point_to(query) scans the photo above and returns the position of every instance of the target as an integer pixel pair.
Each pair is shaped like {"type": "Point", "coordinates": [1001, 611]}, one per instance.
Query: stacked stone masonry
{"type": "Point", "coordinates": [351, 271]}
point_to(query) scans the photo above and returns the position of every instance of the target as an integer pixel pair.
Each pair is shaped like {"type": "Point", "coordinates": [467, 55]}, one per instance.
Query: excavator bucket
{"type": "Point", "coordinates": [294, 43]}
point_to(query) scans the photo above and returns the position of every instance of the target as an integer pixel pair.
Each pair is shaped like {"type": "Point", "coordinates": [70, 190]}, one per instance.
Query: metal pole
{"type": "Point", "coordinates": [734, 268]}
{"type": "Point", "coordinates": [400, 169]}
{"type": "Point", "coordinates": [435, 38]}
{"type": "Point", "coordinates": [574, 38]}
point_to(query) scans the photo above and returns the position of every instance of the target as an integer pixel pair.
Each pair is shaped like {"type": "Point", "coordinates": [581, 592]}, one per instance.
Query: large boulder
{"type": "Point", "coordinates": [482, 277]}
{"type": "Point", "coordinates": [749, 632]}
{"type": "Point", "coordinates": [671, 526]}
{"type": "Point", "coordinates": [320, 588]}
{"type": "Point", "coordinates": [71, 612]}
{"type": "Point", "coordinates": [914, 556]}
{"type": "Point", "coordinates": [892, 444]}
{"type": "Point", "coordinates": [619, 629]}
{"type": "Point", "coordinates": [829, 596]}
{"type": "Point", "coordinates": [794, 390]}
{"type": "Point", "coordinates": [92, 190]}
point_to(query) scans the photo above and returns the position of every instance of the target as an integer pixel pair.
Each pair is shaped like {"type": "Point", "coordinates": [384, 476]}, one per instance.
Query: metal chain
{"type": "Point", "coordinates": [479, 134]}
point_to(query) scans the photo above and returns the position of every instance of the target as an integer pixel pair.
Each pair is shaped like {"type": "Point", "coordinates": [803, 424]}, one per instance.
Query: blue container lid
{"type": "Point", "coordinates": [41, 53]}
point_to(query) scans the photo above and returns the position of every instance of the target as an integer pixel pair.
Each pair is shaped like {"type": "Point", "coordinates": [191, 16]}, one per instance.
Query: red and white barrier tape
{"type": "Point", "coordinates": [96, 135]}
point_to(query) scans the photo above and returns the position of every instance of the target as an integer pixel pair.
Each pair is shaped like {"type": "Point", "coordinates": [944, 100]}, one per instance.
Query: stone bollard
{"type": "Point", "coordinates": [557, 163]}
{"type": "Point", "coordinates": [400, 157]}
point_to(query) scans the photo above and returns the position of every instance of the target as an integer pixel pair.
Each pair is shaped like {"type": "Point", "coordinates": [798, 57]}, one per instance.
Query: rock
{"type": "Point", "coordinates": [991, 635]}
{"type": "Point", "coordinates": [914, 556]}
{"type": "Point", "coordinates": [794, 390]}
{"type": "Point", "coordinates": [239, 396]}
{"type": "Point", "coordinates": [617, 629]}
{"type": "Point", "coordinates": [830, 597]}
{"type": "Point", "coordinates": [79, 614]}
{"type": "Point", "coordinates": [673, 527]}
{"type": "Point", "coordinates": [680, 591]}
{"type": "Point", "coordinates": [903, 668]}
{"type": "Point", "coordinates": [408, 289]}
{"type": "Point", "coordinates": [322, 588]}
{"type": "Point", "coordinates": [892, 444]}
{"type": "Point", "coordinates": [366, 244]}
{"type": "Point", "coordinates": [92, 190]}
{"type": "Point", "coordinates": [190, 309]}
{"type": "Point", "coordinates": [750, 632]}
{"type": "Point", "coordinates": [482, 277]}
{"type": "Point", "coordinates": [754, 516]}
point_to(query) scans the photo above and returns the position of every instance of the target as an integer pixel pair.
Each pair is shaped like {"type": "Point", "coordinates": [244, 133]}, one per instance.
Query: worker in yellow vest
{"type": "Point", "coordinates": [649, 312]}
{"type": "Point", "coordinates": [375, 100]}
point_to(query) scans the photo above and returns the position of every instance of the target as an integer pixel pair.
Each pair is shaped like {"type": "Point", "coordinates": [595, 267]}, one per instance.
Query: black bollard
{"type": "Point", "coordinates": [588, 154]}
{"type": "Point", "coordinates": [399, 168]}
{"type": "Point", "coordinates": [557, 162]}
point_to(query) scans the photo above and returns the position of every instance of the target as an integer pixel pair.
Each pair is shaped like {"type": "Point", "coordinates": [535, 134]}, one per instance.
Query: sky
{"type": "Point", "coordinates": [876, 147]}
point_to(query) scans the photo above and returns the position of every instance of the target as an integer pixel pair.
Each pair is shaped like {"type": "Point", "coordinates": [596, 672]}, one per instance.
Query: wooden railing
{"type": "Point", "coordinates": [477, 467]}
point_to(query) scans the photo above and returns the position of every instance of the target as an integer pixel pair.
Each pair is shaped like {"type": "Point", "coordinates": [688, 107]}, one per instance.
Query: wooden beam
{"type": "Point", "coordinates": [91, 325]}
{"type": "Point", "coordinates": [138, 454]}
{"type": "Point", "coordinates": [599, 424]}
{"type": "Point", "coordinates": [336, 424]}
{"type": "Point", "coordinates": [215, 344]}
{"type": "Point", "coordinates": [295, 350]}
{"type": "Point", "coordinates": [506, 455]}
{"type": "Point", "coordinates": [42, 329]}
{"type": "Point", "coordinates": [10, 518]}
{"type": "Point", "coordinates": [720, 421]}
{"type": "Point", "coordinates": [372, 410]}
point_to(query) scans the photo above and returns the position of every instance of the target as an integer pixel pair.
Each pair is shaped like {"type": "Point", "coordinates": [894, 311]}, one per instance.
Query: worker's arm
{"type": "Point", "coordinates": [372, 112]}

+ + + + +

> [Task details]
Send back, unchanged, every line of the records from the one with "Query: wooden railing" through the last.

> [Exercise solution]
Query: wooden railing
{"type": "Point", "coordinates": [477, 467]}
point_to(query) scans the photo above and returns the position of every instance of the target as an integer pixel pair.
Each pair is shaped like {"type": "Point", "coordinates": [688, 107]}, one per instance.
Query: wooden beam
{"type": "Point", "coordinates": [91, 325]}
{"type": "Point", "coordinates": [138, 454]}
{"type": "Point", "coordinates": [599, 424]}
{"type": "Point", "coordinates": [336, 424]}
{"type": "Point", "coordinates": [215, 344]}
{"type": "Point", "coordinates": [295, 350]}
{"type": "Point", "coordinates": [506, 455]}
{"type": "Point", "coordinates": [42, 329]}
{"type": "Point", "coordinates": [10, 518]}
{"type": "Point", "coordinates": [720, 421]}
{"type": "Point", "coordinates": [372, 410]}
point_to(query) scans the photo above and returns the position of every instance of the target as an integer pixel pair.
Each pair is shaped like {"type": "Point", "coordinates": [894, 311]}, one per instance.
Query: worker's arm
{"type": "Point", "coordinates": [372, 112]}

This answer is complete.